═════ EXTRACT
IOWA, USA — Substitute teaching has become a main focus for school districts across Iowa, such as Des Moines Public Schools, which is trying to tackle a shortage of substitutes.
Sarah Hinzman, an artist and educator from Cedar Rapids, told Local 5 that even though she is a certified substitute, she doesn't feel comfortable going back into a classroom.
At the time she became a substitute, one of the things she needed to complete was a background check.
But because of the coronavirus pandemic, certain services required for a background check were not available.
"I checked with the Cedar Rapids Police department, Linn County Sheriff's Office and neither of them are offering fingerprint services to the public," Hinzman said. "So I went, 'Kkay, I think there's one private business that you can go to.'"
Despite not completing the fingerprinting, she still received her certification.
Gov. Kim Reynolds' July 17 proclamation waived the requirement for a background check.
Dr. Nora Ryan, the Human Resources Director for Marshalltown Community School District, said trying to fill these positions has become a struggle.
"Last year, we were at about 72 available and ready substitute teachers for the year," Ryan said. "And this year, we're barely at about 50. And so we are roughly 30 percent fewer subs for the year."
══════════
═════ DATA FOR REVIEW
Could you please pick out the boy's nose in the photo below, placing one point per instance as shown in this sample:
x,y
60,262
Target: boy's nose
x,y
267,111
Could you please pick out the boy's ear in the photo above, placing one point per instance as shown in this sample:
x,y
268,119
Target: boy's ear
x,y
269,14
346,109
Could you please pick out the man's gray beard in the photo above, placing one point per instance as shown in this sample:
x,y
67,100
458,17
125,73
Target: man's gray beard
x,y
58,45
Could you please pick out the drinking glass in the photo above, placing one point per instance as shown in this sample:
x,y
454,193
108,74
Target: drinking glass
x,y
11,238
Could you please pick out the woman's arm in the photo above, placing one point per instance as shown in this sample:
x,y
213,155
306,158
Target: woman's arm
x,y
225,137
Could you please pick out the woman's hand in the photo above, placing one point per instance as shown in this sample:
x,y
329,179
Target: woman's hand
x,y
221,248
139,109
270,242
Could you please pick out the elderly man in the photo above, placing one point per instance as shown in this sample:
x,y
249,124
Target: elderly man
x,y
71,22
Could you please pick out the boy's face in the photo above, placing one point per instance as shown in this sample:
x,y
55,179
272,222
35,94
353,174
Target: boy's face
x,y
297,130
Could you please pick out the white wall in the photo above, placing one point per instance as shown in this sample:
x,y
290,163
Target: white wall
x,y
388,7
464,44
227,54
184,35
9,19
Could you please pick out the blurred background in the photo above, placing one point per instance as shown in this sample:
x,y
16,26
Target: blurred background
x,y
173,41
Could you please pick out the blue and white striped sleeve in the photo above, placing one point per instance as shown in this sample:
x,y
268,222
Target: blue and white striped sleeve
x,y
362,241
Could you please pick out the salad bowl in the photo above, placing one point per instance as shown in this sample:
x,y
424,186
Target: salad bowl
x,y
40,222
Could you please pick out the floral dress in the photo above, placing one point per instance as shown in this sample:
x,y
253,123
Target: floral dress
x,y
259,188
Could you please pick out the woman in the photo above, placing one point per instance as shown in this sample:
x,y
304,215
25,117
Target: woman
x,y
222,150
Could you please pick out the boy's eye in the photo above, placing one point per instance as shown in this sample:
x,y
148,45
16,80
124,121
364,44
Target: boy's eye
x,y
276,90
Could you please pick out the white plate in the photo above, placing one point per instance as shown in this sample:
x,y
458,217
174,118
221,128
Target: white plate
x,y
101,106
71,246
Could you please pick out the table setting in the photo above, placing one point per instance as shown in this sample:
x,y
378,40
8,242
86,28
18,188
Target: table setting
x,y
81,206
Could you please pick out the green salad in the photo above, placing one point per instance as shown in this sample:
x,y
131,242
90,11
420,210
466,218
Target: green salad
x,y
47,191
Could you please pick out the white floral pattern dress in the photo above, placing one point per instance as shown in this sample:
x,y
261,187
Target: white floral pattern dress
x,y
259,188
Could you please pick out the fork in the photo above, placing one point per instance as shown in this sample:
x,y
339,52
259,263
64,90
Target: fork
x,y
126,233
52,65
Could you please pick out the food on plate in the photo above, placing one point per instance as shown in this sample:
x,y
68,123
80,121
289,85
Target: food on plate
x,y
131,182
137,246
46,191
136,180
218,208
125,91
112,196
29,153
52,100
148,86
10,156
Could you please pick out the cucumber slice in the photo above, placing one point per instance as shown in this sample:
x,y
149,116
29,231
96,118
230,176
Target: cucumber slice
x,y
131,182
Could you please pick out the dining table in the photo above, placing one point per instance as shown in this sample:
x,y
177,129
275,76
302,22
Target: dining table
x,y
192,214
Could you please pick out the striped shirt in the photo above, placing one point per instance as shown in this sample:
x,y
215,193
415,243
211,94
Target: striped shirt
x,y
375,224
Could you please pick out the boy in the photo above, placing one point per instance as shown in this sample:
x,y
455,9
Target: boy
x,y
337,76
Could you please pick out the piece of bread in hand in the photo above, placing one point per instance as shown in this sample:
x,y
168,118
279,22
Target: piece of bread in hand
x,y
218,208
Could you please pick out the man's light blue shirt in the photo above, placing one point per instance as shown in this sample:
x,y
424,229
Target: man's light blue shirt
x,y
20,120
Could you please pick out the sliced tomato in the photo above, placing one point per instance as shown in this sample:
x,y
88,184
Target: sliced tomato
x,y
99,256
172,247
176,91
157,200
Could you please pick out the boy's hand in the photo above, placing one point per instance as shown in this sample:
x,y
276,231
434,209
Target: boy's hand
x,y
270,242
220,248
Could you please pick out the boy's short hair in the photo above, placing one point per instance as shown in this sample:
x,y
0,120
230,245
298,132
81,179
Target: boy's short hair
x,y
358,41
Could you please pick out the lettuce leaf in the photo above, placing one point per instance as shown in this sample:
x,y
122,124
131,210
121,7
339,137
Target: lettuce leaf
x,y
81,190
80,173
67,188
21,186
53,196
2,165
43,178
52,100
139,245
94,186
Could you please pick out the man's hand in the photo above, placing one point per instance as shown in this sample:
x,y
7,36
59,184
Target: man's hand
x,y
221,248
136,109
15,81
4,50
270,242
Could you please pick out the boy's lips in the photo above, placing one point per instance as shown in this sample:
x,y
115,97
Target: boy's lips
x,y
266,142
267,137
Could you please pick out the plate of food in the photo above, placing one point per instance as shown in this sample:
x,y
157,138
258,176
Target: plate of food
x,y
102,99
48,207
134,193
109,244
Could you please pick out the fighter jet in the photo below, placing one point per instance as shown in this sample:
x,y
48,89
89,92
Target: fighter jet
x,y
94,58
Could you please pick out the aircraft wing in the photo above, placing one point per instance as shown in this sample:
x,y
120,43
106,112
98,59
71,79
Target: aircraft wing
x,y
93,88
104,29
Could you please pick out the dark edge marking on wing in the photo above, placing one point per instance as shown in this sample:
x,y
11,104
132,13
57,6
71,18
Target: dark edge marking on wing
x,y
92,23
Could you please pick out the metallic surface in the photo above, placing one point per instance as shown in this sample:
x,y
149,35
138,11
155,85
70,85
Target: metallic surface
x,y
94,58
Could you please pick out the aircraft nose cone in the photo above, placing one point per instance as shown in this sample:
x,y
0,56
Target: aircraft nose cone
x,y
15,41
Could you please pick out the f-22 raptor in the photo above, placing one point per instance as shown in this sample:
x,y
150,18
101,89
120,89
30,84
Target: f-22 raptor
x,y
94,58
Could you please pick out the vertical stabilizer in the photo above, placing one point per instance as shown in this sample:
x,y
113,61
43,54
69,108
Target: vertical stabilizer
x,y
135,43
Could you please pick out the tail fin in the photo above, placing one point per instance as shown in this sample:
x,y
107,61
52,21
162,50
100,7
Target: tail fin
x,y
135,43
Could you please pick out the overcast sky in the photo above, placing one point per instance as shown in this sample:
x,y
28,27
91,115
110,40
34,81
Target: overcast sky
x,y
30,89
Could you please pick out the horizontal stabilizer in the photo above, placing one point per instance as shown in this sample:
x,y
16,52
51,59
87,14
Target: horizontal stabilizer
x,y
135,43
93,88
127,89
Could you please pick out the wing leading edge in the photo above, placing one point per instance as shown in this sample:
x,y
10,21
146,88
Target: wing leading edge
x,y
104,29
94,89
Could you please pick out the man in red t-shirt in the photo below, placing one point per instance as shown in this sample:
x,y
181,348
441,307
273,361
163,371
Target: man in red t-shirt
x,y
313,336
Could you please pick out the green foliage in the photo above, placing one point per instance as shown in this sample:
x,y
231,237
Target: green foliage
══════════
» PROBLEM A:
Reproduce verbatim the stretch of the article on Iowa's substitute teacher shortage from "Sarah Hinzman, an" through "into a classroom.".
» PROBLEM B:
Extend the article on Iowa's substitute teacher shortage, picking up after its final sentence.

» ANSWER SECTION A:
Sarah Hinzman, an artist and educator from Cedar Rapids, told Local 5 that even though she is a certified substitute, she doesn't feel comfortable going back into a classroom.

» ANSWER SECTION B:
Ryan said Marshalltown schools are trying to make the best of not having enough fill-ins in the classroom.
"When we do not have available substitute teachers for a day, we usually have our other certified staff in the building cover for that teacher," Ryan said. "So during their prep periods, or their free periods, they will step in and, and supervise the children."
Hinzman expressed concerns about being called in to substitute for a teacher who either is exposed to or diagnosed with the virus. She emphasized how dangerous it could be not only for herself, but others around her.
"I never want to be a part of the problem, I always want to be a part of the solution," she said. "And it just seems like this is a huge problem."
"I feel a bit of a sacrifice to not do something that I'm passionate about and get compensated for it."